Selected text ->
start

Quality Incident Response

Incident Triage

Severity Levels:
┌─ CRITICAL (P0)
│  ├─ Production data missing (count = 0)
│  ├─ Data corruption (100%+ duplicates)
│  ├─ PII breach (PII fields exposed)
│  └─ Response time: < 1 hour
├─ HIGH (P1)
│  ├─ SLA missed (data late > 2 hours)
│  ├─ Quality < 95% (5%+ invalid records)
│  ├─ Sensitive field null > 1%
│  └─ Response time: < 4 hours
└─ MEDIUM (P2)
   ├─ Quality 95-99%
   ├─ Minor schema issue
   └─ Response time: < 24 hours

Incident Playbook

Step 1: Alert Received
  └─ Alert: "gold_dim_customer SLA FAILED"
     └─ Freshness: Data not loaded since 10 AM (4 hours late!)

Step 2: Triage
  └─ Check status:
     ├─ Pipeline: RUNNING (stuck for 4 hours)
     ├─ Warehouse: HEALTHY (no issues)
     ├─ Data quality: Unable to assess (no data)
     └─ Severity: CRITICAL (P0)

end

(Point annotation records)
start

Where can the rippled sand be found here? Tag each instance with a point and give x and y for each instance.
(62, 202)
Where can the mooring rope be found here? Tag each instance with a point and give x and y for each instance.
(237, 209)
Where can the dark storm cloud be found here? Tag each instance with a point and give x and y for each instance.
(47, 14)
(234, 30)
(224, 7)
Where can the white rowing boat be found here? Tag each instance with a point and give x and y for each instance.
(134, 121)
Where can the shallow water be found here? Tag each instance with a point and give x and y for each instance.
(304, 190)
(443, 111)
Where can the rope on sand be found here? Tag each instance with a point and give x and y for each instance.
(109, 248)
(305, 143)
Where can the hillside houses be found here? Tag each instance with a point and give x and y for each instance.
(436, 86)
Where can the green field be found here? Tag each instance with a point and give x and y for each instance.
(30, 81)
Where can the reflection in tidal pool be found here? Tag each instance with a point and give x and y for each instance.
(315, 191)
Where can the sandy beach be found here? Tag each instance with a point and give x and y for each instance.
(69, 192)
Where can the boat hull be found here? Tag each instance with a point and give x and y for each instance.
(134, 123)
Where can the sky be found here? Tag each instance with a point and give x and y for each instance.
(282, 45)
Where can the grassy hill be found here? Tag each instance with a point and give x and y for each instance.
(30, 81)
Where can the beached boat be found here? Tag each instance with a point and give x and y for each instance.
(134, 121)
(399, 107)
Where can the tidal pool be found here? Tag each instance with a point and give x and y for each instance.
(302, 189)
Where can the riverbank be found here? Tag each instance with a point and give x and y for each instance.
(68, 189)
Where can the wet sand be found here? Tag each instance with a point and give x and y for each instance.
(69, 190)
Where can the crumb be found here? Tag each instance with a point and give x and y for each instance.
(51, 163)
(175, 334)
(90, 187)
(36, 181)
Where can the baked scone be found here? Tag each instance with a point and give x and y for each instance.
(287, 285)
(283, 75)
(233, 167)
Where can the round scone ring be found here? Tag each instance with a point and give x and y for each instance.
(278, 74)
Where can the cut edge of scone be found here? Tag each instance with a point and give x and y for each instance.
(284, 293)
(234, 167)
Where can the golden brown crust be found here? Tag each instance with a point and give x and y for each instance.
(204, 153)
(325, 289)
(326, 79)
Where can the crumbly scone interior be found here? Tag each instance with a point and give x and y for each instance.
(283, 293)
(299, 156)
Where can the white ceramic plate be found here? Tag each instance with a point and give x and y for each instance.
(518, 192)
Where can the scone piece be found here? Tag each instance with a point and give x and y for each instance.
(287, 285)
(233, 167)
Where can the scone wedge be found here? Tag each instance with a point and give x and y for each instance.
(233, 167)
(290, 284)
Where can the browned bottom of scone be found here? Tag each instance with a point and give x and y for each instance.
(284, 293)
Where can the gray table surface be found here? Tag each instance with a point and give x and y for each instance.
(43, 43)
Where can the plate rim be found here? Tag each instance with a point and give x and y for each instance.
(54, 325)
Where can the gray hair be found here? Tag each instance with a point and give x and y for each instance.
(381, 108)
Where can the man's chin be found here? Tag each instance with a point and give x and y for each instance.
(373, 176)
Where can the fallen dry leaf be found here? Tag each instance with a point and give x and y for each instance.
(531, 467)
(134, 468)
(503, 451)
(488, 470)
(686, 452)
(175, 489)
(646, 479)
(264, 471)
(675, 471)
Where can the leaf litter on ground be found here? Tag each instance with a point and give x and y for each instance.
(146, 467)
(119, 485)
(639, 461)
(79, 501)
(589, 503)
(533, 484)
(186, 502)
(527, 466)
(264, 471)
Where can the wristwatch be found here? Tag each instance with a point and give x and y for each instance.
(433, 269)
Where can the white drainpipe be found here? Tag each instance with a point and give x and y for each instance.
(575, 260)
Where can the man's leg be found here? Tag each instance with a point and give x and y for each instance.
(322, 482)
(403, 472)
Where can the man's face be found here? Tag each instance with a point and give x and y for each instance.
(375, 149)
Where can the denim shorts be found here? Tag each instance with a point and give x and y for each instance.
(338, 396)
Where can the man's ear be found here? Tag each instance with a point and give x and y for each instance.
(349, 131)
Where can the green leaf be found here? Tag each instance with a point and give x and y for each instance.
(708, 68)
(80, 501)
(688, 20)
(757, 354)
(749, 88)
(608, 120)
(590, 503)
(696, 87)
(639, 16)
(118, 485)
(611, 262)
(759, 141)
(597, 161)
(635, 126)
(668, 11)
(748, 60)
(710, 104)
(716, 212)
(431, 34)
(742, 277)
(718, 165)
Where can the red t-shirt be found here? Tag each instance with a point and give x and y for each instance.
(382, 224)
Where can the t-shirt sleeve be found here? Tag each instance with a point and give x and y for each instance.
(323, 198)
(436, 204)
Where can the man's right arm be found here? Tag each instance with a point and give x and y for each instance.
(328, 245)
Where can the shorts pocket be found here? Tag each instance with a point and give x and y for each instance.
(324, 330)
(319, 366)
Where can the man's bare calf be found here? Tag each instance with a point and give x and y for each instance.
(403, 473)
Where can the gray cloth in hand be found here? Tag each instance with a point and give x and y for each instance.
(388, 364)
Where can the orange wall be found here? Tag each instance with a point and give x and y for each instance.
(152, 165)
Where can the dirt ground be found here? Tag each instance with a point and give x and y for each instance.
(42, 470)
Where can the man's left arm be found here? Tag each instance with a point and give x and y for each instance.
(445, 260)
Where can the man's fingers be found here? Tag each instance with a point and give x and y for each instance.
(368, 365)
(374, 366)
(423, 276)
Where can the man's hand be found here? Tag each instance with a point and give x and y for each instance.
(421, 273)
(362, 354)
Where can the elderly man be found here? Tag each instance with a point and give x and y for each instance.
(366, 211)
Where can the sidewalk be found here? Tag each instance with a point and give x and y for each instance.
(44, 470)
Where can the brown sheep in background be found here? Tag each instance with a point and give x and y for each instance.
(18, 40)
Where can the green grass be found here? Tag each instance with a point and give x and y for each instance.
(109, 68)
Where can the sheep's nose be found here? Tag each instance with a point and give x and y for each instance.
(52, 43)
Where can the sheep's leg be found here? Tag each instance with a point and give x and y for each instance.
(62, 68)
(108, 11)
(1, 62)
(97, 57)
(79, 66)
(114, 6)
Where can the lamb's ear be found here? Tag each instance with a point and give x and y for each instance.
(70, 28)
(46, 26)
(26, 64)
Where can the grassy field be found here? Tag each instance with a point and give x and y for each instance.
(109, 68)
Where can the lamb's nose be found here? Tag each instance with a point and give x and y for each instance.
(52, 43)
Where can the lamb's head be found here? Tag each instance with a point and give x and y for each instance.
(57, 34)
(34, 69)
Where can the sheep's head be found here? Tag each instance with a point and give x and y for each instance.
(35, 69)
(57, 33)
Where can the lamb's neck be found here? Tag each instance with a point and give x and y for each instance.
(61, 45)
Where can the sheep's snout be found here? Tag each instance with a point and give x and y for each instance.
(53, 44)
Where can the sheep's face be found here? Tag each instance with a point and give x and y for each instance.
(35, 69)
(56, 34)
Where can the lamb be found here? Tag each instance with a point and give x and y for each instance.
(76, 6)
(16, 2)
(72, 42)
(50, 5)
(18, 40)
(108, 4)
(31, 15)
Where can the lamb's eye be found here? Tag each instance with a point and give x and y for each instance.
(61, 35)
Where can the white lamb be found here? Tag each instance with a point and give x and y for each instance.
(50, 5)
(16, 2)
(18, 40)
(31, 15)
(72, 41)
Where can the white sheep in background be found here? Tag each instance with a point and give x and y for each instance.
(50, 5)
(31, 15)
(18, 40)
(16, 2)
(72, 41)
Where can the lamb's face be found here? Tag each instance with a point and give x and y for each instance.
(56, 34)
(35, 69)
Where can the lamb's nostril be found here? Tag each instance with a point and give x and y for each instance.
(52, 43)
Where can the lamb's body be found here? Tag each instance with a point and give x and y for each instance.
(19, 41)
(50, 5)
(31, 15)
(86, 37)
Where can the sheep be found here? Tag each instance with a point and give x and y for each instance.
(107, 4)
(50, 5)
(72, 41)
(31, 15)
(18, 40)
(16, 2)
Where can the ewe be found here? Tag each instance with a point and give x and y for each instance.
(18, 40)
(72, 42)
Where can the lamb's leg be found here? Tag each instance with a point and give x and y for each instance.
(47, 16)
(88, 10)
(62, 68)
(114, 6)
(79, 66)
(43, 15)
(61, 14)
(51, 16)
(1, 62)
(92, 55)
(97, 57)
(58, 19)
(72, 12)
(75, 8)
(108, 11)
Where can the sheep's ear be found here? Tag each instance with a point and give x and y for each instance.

end

Tasks to complete ->
A. In the incident response text, what is the response time for a HIGH (P1) incident?
B. In the incident response text, condense the part beginning "Step 2: Triage" into one sentence that keeps its main facts.

Solved problems ->
A. Less than 4 hours.

B. Triage found the pipeline running but stuck for 4 hours and the warehouse healthy, with no way to assess data quality because there was no data, so the severity was set to CRITICAL (P0).